┌──

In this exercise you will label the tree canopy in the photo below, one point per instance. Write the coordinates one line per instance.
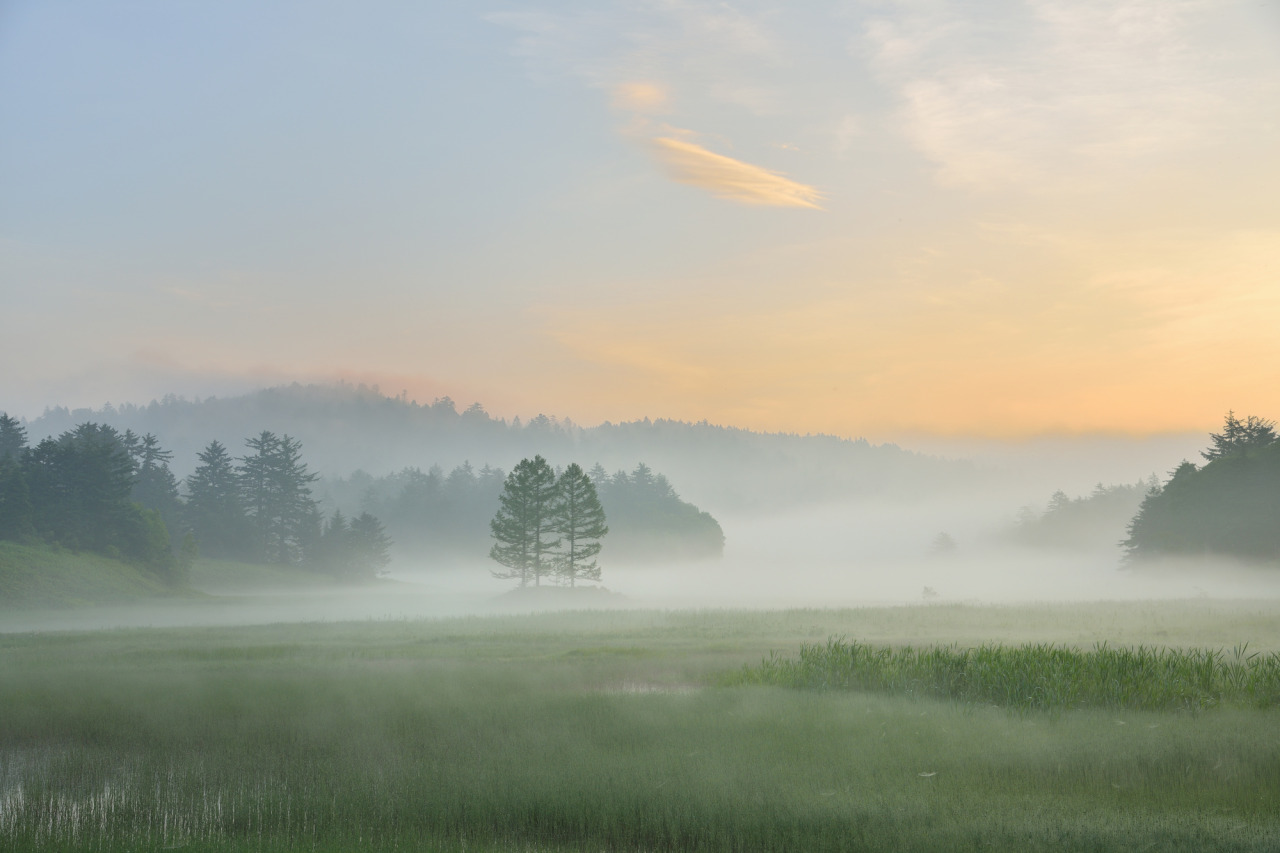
(1228, 507)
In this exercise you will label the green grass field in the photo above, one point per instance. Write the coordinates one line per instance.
(609, 731)
(46, 576)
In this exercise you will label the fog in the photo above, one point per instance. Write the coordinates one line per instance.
(837, 556)
(869, 546)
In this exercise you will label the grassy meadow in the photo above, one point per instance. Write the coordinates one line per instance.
(636, 730)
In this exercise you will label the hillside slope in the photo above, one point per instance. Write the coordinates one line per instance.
(44, 576)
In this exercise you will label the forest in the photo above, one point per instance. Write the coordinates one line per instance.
(112, 492)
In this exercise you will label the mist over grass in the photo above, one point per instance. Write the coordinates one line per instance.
(607, 730)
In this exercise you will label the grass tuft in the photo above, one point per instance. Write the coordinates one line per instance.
(1033, 676)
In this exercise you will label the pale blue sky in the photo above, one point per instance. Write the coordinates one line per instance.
(856, 218)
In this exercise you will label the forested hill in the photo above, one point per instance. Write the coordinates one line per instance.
(350, 428)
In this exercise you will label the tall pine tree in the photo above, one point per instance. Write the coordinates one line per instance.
(579, 519)
(524, 529)
(215, 509)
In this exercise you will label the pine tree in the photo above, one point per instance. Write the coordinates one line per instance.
(522, 527)
(16, 511)
(370, 546)
(579, 519)
(154, 484)
(1240, 436)
(215, 510)
(275, 487)
(13, 438)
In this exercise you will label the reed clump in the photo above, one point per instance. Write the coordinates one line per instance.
(1034, 676)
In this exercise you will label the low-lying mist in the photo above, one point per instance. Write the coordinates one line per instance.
(833, 556)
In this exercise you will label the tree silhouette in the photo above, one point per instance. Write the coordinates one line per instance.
(579, 519)
(524, 529)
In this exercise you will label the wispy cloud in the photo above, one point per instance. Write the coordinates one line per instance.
(728, 178)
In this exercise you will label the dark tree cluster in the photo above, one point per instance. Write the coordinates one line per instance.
(653, 523)
(1096, 520)
(83, 491)
(446, 515)
(1230, 506)
(260, 507)
(548, 525)
(97, 489)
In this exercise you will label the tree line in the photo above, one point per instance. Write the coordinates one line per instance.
(1230, 506)
(548, 525)
(99, 489)
(438, 515)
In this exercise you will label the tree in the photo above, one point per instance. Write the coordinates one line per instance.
(1238, 437)
(13, 438)
(154, 484)
(522, 528)
(369, 546)
(215, 509)
(81, 484)
(275, 486)
(579, 519)
(16, 511)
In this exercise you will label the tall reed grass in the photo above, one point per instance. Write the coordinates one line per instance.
(1038, 676)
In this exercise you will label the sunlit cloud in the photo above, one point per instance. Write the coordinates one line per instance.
(728, 178)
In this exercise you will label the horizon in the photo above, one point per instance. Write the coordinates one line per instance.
(976, 439)
(1010, 220)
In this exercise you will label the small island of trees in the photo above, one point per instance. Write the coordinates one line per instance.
(548, 525)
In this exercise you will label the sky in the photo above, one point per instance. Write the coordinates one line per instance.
(1001, 219)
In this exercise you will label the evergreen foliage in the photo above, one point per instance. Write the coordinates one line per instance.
(1096, 520)
(215, 507)
(579, 519)
(650, 521)
(13, 438)
(80, 495)
(275, 486)
(1240, 436)
(524, 529)
(1228, 507)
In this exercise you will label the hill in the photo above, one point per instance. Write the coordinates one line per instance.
(348, 428)
(48, 576)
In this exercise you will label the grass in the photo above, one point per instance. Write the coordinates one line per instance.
(48, 576)
(1036, 676)
(598, 731)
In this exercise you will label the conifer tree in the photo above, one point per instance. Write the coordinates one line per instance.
(215, 510)
(13, 438)
(524, 529)
(275, 486)
(579, 519)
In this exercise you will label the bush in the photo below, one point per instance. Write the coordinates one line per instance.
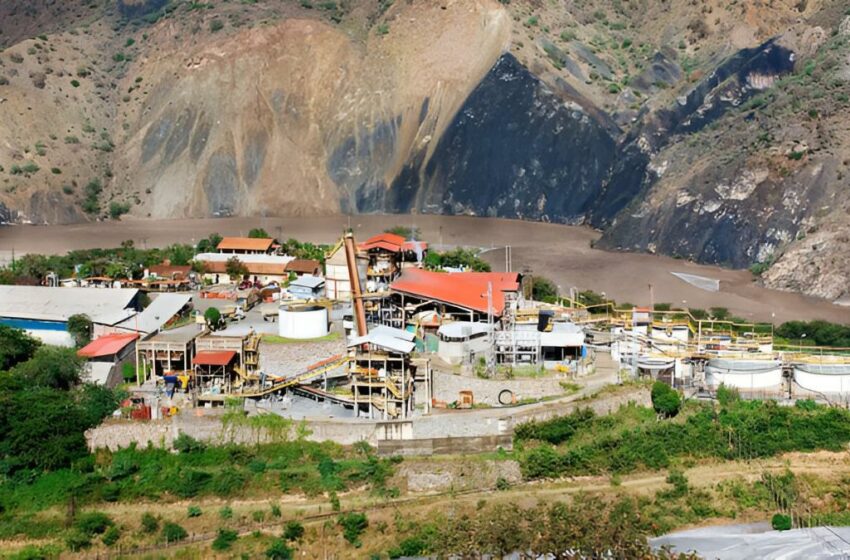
(353, 525)
(213, 317)
(77, 541)
(111, 536)
(781, 522)
(80, 328)
(224, 539)
(118, 209)
(172, 532)
(93, 523)
(665, 400)
(149, 523)
(278, 550)
(185, 443)
(293, 531)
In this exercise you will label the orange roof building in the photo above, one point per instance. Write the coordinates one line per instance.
(107, 345)
(245, 245)
(305, 266)
(465, 290)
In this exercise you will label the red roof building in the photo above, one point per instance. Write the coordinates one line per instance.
(305, 266)
(245, 245)
(466, 290)
(107, 345)
(214, 357)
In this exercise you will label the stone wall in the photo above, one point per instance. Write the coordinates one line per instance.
(486, 391)
(114, 434)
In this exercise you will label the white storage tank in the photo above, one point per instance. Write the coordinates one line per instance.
(302, 321)
(744, 374)
(825, 378)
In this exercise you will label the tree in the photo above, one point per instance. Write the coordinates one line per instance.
(210, 244)
(51, 366)
(235, 268)
(16, 346)
(213, 317)
(543, 289)
(80, 327)
(42, 429)
(665, 399)
(353, 524)
(278, 550)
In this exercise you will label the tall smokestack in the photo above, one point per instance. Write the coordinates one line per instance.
(354, 278)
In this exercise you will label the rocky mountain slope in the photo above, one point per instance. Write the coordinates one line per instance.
(710, 130)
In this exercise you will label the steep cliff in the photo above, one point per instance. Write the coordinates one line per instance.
(707, 130)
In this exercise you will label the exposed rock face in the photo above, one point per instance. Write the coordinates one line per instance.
(721, 139)
(515, 149)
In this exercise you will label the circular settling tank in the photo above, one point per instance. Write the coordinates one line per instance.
(743, 374)
(303, 321)
(826, 378)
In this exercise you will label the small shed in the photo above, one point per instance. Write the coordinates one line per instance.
(307, 287)
(106, 356)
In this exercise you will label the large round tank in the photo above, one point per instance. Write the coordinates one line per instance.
(831, 379)
(742, 373)
(302, 321)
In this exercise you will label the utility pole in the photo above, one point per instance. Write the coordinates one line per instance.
(491, 336)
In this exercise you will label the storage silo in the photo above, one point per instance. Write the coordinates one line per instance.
(821, 376)
(743, 373)
(302, 321)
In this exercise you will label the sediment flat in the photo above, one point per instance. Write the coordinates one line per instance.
(561, 253)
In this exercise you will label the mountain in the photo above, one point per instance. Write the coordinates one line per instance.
(708, 130)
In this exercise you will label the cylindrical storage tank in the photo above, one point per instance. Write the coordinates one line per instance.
(743, 374)
(303, 321)
(829, 379)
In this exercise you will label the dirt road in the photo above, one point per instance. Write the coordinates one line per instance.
(562, 253)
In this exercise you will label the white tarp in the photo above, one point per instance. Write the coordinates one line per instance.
(744, 542)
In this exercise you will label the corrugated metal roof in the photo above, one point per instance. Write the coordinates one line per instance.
(213, 357)
(102, 305)
(387, 338)
(467, 290)
(107, 345)
(462, 329)
(157, 314)
(308, 281)
(245, 244)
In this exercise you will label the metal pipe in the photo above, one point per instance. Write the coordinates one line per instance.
(354, 277)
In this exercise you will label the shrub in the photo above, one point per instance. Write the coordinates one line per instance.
(118, 209)
(149, 523)
(185, 443)
(172, 532)
(278, 550)
(224, 539)
(293, 531)
(353, 525)
(77, 541)
(111, 536)
(93, 523)
(781, 522)
(665, 400)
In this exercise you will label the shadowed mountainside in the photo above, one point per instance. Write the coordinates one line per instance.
(703, 130)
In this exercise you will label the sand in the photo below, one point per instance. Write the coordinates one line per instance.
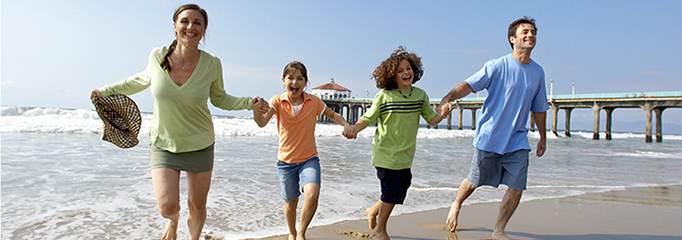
(633, 213)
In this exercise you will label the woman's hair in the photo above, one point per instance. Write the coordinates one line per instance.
(292, 67)
(165, 63)
(384, 74)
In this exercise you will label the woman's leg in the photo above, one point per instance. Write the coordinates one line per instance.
(166, 184)
(198, 184)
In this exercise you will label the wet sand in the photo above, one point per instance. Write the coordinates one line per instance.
(634, 213)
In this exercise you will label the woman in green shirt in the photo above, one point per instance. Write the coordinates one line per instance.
(182, 78)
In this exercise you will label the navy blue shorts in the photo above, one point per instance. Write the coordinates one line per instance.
(394, 184)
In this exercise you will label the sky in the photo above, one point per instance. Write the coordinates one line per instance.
(54, 52)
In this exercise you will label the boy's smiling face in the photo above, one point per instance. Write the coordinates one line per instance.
(404, 75)
(294, 84)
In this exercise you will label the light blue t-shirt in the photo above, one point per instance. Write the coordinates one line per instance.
(514, 90)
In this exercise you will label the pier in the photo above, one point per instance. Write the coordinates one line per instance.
(655, 102)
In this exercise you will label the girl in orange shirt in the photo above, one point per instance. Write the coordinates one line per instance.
(298, 164)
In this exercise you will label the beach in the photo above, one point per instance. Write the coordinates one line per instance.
(634, 213)
(61, 181)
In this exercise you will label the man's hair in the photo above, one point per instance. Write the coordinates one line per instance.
(515, 25)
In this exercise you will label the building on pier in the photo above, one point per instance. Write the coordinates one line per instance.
(331, 90)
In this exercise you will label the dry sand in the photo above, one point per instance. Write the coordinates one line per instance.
(634, 213)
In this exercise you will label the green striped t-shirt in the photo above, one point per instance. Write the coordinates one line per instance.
(397, 120)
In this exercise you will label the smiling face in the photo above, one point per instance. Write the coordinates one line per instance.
(190, 27)
(404, 75)
(524, 37)
(294, 83)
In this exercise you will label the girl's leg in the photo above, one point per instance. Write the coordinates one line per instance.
(312, 195)
(198, 185)
(290, 217)
(166, 184)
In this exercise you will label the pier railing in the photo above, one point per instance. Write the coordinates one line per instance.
(648, 101)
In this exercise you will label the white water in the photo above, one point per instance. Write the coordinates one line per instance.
(61, 181)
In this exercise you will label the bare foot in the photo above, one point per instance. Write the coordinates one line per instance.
(500, 236)
(381, 234)
(171, 231)
(372, 216)
(451, 223)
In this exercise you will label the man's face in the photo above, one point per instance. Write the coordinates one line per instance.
(525, 37)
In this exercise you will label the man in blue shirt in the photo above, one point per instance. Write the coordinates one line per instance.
(516, 86)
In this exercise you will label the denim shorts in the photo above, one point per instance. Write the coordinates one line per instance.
(492, 169)
(394, 184)
(290, 175)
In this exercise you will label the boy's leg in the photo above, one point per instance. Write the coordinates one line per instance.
(385, 210)
(372, 213)
(290, 217)
(464, 191)
(312, 195)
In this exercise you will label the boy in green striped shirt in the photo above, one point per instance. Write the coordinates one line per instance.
(395, 110)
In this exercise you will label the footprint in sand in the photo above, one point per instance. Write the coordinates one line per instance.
(355, 234)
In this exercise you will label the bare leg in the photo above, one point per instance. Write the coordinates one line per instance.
(507, 207)
(385, 210)
(464, 191)
(312, 195)
(198, 184)
(166, 184)
(290, 217)
(372, 213)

└──

INSTRUCTIONS FOR THE TASK:
Each line from the one containing "In this exercise you will label the boy's leg" to the end of the records should be echoed exactly, and no other line.

FINISHED EXERCISE:
In this exercise you will label the boy's leg in the photo above, one point per instance. Write the coordinates one line per instance.
(385, 210)
(372, 213)
(290, 217)
(464, 191)
(312, 195)
In this exercise you will label the boy in green striped shirt in the photo above, one point per instance. Write the coordinates one line per instance.
(395, 110)
In this exercise you will label the footprint in sand in the photo above, one point per instance. Write the coordinates one line per instance.
(355, 234)
In this exercise you will label the bare leg in the photo above, one point per instance. Write the coordinates one line per instance.
(507, 207)
(385, 210)
(464, 191)
(312, 195)
(198, 184)
(166, 184)
(290, 217)
(372, 213)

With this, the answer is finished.